*** Begin section ***

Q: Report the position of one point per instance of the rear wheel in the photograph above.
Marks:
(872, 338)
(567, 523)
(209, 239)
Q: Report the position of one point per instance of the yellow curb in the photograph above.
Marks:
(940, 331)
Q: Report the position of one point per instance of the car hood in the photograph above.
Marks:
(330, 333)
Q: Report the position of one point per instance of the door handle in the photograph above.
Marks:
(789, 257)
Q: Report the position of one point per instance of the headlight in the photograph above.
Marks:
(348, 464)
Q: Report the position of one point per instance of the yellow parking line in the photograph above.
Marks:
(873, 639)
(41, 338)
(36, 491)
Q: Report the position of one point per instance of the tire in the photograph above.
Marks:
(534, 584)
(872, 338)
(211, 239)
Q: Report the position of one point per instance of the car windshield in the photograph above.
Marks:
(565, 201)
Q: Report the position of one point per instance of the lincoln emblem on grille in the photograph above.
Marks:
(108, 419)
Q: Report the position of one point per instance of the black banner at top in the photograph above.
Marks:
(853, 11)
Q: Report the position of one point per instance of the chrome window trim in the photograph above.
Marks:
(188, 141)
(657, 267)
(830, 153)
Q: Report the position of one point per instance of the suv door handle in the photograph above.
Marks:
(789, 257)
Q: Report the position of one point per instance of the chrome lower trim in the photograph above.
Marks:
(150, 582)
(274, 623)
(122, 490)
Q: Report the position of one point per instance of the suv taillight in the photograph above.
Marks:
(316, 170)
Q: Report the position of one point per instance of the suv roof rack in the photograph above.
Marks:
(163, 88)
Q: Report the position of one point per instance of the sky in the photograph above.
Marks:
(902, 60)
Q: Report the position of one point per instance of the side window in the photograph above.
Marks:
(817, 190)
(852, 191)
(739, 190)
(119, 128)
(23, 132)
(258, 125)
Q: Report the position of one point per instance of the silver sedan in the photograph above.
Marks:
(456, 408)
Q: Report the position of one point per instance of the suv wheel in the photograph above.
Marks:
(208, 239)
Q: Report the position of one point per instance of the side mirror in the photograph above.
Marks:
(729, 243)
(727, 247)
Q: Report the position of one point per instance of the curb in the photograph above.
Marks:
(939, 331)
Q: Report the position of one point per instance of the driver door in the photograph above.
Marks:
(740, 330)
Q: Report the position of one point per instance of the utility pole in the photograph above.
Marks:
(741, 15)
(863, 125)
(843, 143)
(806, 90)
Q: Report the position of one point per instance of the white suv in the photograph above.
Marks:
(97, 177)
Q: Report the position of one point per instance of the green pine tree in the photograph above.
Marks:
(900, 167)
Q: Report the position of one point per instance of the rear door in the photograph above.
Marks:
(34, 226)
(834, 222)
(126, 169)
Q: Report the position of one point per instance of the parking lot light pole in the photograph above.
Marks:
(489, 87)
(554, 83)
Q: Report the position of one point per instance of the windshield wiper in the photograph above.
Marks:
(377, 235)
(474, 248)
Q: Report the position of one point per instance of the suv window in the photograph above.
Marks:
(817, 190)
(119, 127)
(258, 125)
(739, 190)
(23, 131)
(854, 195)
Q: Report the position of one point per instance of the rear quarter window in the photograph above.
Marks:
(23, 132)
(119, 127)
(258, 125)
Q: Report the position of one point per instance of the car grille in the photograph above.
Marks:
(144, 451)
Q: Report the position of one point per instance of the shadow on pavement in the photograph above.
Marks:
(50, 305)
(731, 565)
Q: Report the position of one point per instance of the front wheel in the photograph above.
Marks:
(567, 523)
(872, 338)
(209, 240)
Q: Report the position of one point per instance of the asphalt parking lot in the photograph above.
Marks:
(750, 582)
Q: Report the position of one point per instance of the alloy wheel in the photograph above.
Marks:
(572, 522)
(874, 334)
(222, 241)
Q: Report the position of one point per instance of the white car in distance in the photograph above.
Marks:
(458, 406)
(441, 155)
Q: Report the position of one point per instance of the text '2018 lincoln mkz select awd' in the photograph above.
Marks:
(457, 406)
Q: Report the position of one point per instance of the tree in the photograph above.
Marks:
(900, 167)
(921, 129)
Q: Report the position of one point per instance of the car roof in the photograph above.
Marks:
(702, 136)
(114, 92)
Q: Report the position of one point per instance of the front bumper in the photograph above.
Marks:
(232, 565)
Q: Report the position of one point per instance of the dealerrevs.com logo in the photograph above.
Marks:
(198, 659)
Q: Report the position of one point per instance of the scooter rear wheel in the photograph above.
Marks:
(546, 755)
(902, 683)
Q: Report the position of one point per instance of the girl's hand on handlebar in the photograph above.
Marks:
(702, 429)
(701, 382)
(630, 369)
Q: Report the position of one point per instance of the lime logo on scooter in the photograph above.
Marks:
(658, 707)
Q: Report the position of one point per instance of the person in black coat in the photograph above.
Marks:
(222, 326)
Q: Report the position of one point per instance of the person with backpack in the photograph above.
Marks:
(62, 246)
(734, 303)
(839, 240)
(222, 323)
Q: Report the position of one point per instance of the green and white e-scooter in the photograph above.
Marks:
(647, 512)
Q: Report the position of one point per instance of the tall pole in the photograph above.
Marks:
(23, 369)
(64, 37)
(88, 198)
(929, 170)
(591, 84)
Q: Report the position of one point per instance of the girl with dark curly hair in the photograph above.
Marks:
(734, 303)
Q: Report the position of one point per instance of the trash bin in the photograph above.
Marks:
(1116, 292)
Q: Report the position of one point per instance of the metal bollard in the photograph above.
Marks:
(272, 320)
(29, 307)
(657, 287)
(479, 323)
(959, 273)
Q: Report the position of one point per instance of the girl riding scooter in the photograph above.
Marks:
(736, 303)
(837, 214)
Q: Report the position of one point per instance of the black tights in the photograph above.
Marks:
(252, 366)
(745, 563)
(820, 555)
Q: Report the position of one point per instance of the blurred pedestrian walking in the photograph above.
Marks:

*** End section ***

Could you find each line in the entries that contains the string "yellow" and copy it?

_RESPONSE BELOW_.
Q: Report the position of one point per instance of the yellow curb in the photograph above.
Q: Report the position of one point per instance of the yellow parking line in the photograph above.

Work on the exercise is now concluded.